--- Start Data entries ---

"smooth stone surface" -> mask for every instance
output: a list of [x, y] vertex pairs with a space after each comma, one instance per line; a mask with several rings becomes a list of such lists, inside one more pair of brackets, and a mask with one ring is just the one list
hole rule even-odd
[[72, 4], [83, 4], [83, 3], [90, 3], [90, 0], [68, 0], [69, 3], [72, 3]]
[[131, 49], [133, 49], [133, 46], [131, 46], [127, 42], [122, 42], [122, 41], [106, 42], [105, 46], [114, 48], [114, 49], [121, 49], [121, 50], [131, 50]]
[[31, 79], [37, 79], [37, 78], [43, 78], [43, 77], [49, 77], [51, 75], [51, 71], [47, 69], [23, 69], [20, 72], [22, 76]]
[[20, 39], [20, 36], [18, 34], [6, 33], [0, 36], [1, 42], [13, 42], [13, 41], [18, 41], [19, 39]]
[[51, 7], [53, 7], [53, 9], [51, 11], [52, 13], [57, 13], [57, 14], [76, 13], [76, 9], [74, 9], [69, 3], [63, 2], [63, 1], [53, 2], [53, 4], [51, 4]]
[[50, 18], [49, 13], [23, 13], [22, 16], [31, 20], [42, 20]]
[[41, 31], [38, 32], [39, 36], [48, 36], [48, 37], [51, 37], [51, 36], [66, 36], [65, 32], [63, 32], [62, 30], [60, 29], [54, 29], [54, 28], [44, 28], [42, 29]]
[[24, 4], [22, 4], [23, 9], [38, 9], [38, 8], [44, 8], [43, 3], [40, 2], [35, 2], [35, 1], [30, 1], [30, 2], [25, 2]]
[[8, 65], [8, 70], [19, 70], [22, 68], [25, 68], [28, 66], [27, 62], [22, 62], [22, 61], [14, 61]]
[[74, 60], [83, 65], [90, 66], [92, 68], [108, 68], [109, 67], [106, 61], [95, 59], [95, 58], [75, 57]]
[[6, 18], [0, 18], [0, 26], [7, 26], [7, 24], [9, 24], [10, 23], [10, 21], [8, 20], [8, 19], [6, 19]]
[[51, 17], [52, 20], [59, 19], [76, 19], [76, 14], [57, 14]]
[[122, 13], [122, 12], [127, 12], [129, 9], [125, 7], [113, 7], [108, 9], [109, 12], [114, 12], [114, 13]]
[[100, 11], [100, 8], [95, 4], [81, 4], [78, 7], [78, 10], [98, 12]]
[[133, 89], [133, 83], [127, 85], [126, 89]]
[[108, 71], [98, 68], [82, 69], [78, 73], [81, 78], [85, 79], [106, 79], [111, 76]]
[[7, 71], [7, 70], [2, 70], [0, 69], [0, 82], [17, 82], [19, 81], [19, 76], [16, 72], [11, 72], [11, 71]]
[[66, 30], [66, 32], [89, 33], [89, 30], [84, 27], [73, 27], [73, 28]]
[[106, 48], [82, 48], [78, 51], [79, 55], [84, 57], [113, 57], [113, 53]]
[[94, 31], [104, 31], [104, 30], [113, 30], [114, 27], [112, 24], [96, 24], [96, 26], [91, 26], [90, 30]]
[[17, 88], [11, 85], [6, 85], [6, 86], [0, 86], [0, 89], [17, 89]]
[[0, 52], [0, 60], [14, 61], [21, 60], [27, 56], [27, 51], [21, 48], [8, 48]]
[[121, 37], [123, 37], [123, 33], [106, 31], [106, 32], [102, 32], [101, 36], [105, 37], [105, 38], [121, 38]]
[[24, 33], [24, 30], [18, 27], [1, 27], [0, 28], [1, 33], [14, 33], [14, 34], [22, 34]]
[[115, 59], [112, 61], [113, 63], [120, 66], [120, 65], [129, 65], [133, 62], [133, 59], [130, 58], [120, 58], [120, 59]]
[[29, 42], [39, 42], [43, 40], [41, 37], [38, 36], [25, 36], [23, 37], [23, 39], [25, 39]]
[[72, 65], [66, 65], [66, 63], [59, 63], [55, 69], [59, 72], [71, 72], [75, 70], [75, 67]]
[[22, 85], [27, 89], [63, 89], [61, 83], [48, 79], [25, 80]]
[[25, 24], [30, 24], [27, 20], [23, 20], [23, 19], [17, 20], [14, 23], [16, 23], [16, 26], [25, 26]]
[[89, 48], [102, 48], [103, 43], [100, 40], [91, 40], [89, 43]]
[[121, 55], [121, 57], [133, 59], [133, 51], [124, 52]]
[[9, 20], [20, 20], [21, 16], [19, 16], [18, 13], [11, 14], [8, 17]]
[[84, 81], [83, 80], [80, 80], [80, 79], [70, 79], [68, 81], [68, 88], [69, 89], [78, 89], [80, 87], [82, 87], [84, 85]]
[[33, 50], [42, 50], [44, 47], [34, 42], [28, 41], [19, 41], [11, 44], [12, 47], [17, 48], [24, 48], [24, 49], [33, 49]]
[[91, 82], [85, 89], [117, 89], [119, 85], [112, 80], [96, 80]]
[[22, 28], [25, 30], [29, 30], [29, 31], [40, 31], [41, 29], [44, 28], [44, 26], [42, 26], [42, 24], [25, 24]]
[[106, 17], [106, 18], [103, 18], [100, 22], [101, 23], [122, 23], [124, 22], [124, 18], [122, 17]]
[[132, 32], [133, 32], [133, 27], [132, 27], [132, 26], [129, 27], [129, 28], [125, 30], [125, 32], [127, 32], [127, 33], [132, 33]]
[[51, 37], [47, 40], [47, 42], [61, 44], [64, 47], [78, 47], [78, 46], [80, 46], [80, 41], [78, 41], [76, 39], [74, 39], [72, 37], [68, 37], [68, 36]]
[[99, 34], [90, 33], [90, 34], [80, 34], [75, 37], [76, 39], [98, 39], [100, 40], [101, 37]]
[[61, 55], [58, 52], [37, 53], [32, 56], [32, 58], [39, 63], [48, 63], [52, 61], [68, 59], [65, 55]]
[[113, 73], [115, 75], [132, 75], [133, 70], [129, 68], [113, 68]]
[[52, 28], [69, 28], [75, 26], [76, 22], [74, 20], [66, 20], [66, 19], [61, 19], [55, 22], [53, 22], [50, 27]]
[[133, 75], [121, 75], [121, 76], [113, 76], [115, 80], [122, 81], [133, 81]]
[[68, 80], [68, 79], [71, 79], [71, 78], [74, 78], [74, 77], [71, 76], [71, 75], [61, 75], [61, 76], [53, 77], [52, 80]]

--- End Data entries ---

■ Problem statement
Output every line of the listing above with no changes.

■ Final answer
"smooth stone surface" -> mask for every instance
output: a list of [x, y] vertex pairs with a space after each comma, one instance per line; a mask with several rings becomes a list of such lists, inside one more pair of brackets, and a mask with one ring is just the one list
hole rule even-odd
[[72, 4], [83, 4], [83, 3], [90, 3], [90, 0], [68, 0], [69, 3], [72, 3]]
[[131, 49], [133, 49], [133, 46], [131, 46], [127, 42], [122, 42], [122, 41], [106, 42], [105, 46], [114, 48], [114, 49], [121, 49], [121, 50], [131, 50]]
[[31, 79], [37, 79], [37, 78], [43, 78], [43, 77], [49, 77], [51, 75], [51, 71], [47, 69], [23, 69], [20, 72], [22, 76]]
[[20, 39], [20, 36], [18, 34], [6, 33], [0, 36], [1, 42], [13, 42], [13, 41], [18, 41], [19, 39]]
[[51, 7], [53, 7], [53, 9], [51, 11], [52, 13], [57, 13], [57, 14], [76, 13], [76, 9], [74, 9], [69, 3], [63, 2], [63, 1], [53, 2], [53, 4], [51, 4]]
[[50, 18], [49, 13], [23, 13], [22, 16], [31, 20], [42, 20]]
[[41, 31], [38, 32], [39, 36], [48, 36], [48, 37], [51, 37], [51, 36], [66, 36], [65, 32], [63, 32], [62, 30], [60, 29], [54, 29], [54, 28], [44, 28], [42, 29]]
[[24, 4], [22, 4], [23, 9], [38, 9], [38, 8], [44, 8], [43, 3], [40, 2], [35, 2], [35, 1], [30, 1], [30, 2], [25, 2]]
[[8, 65], [8, 70], [19, 70], [22, 68], [25, 68], [28, 66], [27, 62], [22, 62], [22, 61], [14, 61]]
[[74, 60], [83, 65], [90, 66], [92, 68], [108, 68], [109, 67], [106, 61], [95, 59], [95, 58], [75, 57]]
[[6, 18], [0, 18], [0, 26], [7, 26], [7, 24], [9, 24], [10, 23], [10, 21], [8, 20], [8, 19], [6, 19]]
[[51, 17], [52, 20], [59, 19], [76, 19], [76, 14], [57, 14]]
[[122, 13], [122, 12], [127, 12], [129, 9], [125, 7], [113, 7], [108, 9], [109, 12], [114, 12], [114, 13]]
[[100, 11], [100, 8], [95, 4], [81, 4], [78, 7], [78, 10], [98, 12]]
[[133, 89], [133, 83], [127, 85], [126, 89]]
[[108, 71], [98, 68], [82, 69], [78, 73], [81, 78], [85, 79], [106, 79], [111, 76]]
[[7, 71], [7, 70], [2, 70], [0, 69], [0, 82], [17, 82], [19, 81], [19, 76], [16, 72], [11, 72], [11, 71]]
[[66, 30], [66, 32], [89, 33], [89, 30], [84, 27], [73, 27], [73, 28]]
[[106, 48], [82, 48], [78, 51], [79, 55], [84, 57], [113, 57], [113, 53]]
[[94, 31], [104, 31], [104, 30], [113, 30], [114, 27], [112, 24], [96, 24], [96, 26], [91, 26], [90, 30]]
[[17, 88], [11, 85], [6, 85], [6, 86], [0, 86], [0, 89], [17, 89]]
[[0, 52], [0, 60], [14, 61], [21, 60], [27, 56], [27, 51], [21, 48], [8, 48]]
[[121, 37], [123, 37], [123, 33], [106, 31], [106, 32], [102, 32], [101, 36], [105, 37], [105, 38], [121, 38]]
[[24, 33], [24, 30], [18, 27], [1, 27], [0, 28], [1, 33], [14, 33], [14, 34], [22, 34]]
[[115, 59], [112, 61], [113, 63], [120, 66], [120, 65], [129, 65], [133, 62], [133, 59], [130, 58], [120, 58], [120, 59]]
[[29, 42], [39, 42], [43, 40], [41, 37], [38, 36], [25, 36], [23, 37], [23, 39], [25, 39]]
[[72, 65], [66, 65], [66, 63], [59, 63], [55, 69], [59, 72], [71, 72], [75, 70], [75, 67]]
[[22, 85], [27, 89], [63, 89], [61, 83], [48, 79], [25, 80]]
[[25, 24], [30, 24], [27, 20], [23, 20], [23, 19], [17, 20], [14, 23], [16, 23], [16, 26], [25, 26]]
[[89, 48], [102, 48], [103, 43], [100, 40], [91, 40], [89, 43]]
[[121, 55], [121, 57], [133, 59], [133, 51], [124, 52]]
[[9, 20], [20, 20], [21, 16], [19, 16], [18, 13], [11, 14], [8, 17]]
[[84, 81], [83, 80], [80, 80], [80, 79], [70, 79], [68, 81], [68, 88], [69, 89], [78, 89], [80, 87], [82, 87], [84, 85]]
[[33, 50], [42, 50], [44, 47], [34, 42], [28, 41], [19, 41], [11, 44], [12, 47], [17, 48], [24, 48], [24, 49], [33, 49]]
[[91, 82], [85, 89], [117, 89], [119, 85], [112, 80], [96, 80]]
[[22, 28], [25, 30], [29, 30], [29, 31], [40, 31], [41, 29], [44, 28], [44, 26], [42, 26], [42, 24], [25, 24]]
[[106, 17], [106, 18], [103, 18], [100, 22], [101, 23], [122, 23], [124, 22], [124, 18], [122, 17]]
[[132, 32], [133, 32], [133, 27], [132, 27], [132, 26], [129, 27], [129, 28], [125, 30], [125, 32], [127, 32], [127, 33], [132, 33]]
[[51, 37], [47, 40], [47, 42], [61, 44], [64, 47], [78, 47], [78, 46], [80, 46], [80, 41], [78, 41], [76, 39], [74, 39], [72, 37], [68, 37], [68, 36]]
[[99, 34], [90, 33], [90, 34], [80, 34], [75, 37], [76, 39], [98, 39], [100, 40], [101, 37]]
[[61, 55], [58, 52], [37, 53], [32, 56], [32, 58], [39, 63], [48, 63], [52, 61], [68, 59], [65, 55]]
[[113, 73], [115, 75], [132, 75], [133, 70], [129, 68], [113, 68]]
[[52, 28], [69, 28], [75, 26], [76, 22], [74, 20], [66, 20], [66, 19], [61, 19], [55, 22], [53, 22], [50, 27]]
[[133, 75], [121, 75], [121, 76], [113, 76], [115, 80], [122, 81], [133, 81]]
[[68, 80], [68, 79], [71, 79], [71, 78], [74, 78], [74, 77], [71, 76], [71, 75], [61, 75], [61, 76], [53, 77], [52, 80]]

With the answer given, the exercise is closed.